Opdrachten:
[1] In welke straat is Manna Steltenpool volgens het verhaal van Manna Steltenpool geboren?
[2] Zet het verhaal van Manna Steltenpool alsjeblieft voort, te beginnen na de laatste zin die er staat.

Te lezen tekst:
--

Manna Steltenpool
- Nicolaas Beetskade
- Leeftijd: 92
- Partner: Peter Steltenpool †
- Kinderen: Irma, Peter, Bas en Walter
- Beroep: Gepensioneerd leerkracht
”"Ons huis was ons koninkrijk"
In de ruim zestig jaar dat Manna Steltenpool (92) aan de Nicolaas Beetskade woont, zag ze buurtbewoners komen en gaan. Een kazerne werd gesloopt, flats gebouwd. ‘Wij lieten ons als eerste aansluiten op het riool.’
‘Ik ben geboren in de Pijp in Amsterdam, in de Frans Halsstraat. Dat is nu een yuppenbuurt. We woonden er met negen kinderen. De oudere kinderen hadden er meer moeite mee dan ik dat er zo weinig privacy was. Ik was de jongste en werd ook wel een beetje verwend. Mijn vader had een slagerijtje. Achter de winkel had je een dagverblijf, zoals dat toen werd genoemd. Daar aten we, en er waren bedsteden waarin we met z’n tweeën sliepen.

--

Items voor het labelen van beeldgebieden
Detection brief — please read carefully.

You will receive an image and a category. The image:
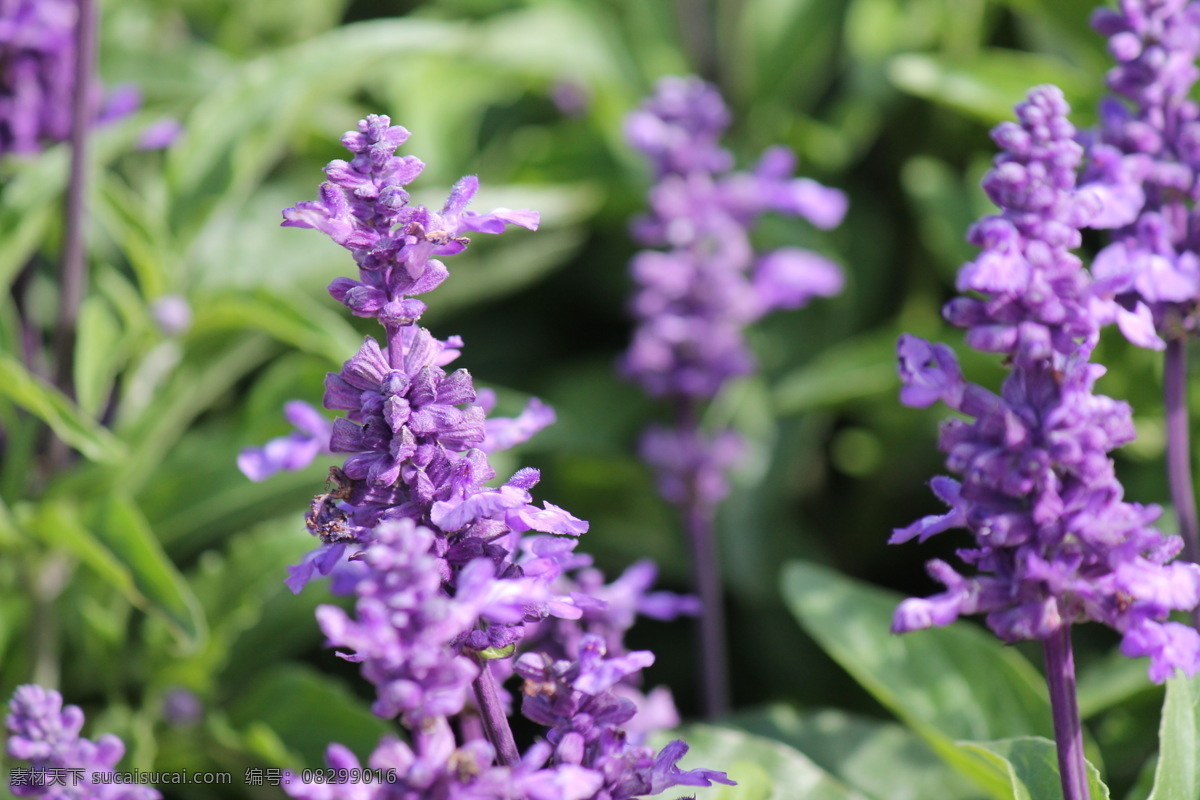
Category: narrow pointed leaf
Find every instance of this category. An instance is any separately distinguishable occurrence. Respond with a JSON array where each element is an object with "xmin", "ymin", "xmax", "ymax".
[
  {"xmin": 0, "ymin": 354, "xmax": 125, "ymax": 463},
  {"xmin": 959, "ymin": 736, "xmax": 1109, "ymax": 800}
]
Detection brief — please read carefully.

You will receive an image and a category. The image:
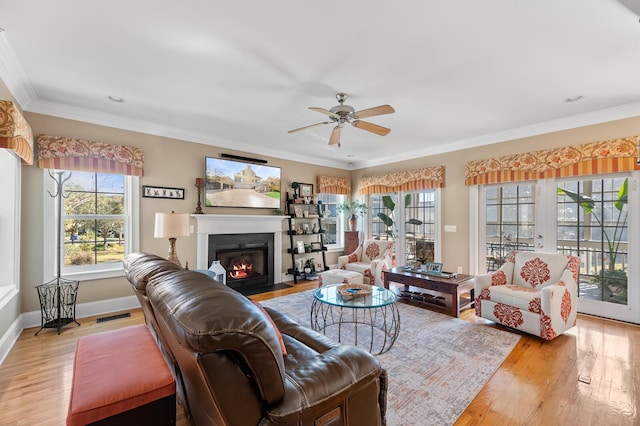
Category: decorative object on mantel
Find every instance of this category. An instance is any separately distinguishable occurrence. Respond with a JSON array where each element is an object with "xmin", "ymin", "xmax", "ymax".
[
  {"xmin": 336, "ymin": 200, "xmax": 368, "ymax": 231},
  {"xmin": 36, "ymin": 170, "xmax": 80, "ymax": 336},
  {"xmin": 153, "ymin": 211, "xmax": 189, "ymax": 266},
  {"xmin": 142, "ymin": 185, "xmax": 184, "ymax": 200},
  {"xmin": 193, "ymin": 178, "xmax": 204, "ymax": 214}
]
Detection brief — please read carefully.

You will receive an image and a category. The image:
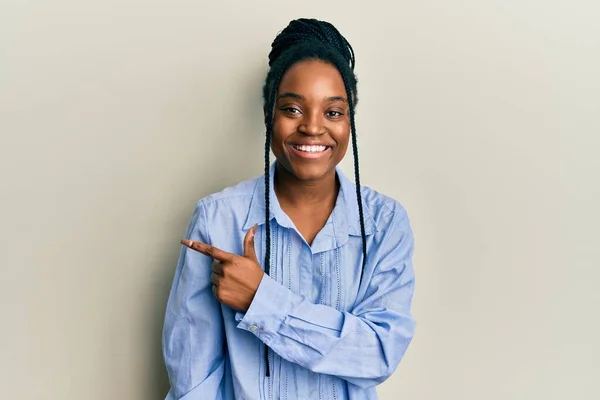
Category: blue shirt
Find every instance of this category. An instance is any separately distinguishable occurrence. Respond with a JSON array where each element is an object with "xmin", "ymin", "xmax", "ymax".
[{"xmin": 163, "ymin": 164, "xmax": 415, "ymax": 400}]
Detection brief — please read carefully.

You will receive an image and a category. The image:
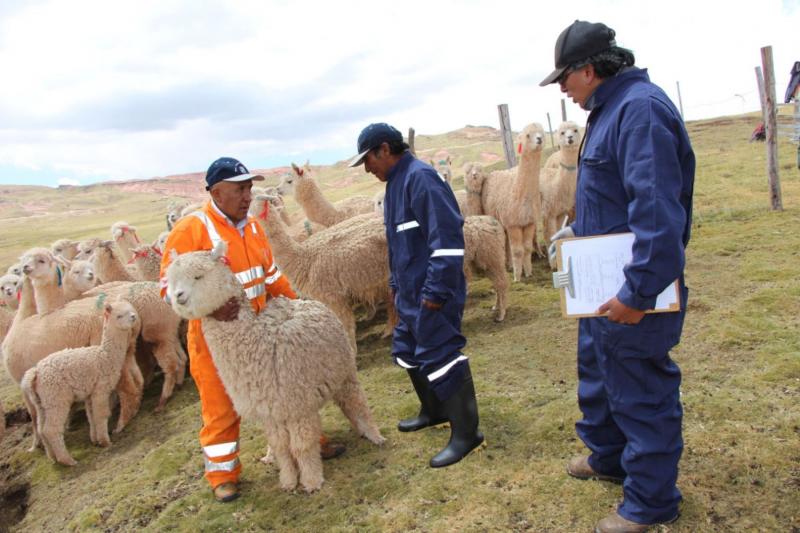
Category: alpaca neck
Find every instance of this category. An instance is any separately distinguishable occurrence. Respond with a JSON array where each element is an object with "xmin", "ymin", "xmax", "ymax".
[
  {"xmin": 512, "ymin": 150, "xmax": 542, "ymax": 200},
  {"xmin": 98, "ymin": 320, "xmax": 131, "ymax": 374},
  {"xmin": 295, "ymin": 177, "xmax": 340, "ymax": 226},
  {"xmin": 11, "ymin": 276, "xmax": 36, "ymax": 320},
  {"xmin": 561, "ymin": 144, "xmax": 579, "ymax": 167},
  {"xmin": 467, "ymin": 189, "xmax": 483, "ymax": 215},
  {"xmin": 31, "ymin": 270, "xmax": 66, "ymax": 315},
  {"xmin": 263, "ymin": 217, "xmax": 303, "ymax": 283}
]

--

Eindresultaten:
[1] In de Frans Halsstraat, in de Pijp in Amsterdam.

[2]
‘Ik ging voor het eerst in Amsterdam op kamers bij een hospita. In die tijd werden kolen vaak opgeslagen in zolderkamertjes, driehoog achter. Omdat zij alleen was en niet zoveel kolen nodig had, had ze ruimte over die ze kon verhuren. Ik moest bij haar naar de wc, die was op één hoog.
‘Peter, mijn man, woonde ook op kamers in Amsterdam. Hij kwam uit Wognum, in West-Friesland, en werkte bij Wessanen in Zaandam. Hij was een techneut, maar werkte niet in het laboratorium of zo. Hij was arbeidsanalist, een nieuw vak in die tijd. Hij keek bijvoorbeeld hoe zakken met grondstoffen het beste van boord gehaald konden worden. Hij bepaalde hoe mensen het handigst konden staan om zoveel mogelijk productie te halen. Met een stopwatch stond hij op de boot te meten hoe snel het werk ging. Die Zaankanters werden weleens kwaad op hem en riepen dan: “We sodemieteren je in de Zaan!”
‘Peter is er helaas al twintig jaar niet meer.’
Nog geen flatgebouwen
‘We zijn in 1959 getrouwd en konden voor negentienduizend gulden een nieuw huisje kopen in de Jan van Goyenstraat in Alkmaar. Tuintje voor, schuurtje achter, het was paradijselijk: ons koninkrijk. We keken uit op de Ruysdaelkade, aan de overkant van het water, want de hoge flatgebouwen stonden er toen nog niet. Het lyceum aan de Fabritiusstraat stond destijds nog midden in het weiland. En aan de rand van onze buurt, waar nu het GAK-gebouw staat, stond een kazerne.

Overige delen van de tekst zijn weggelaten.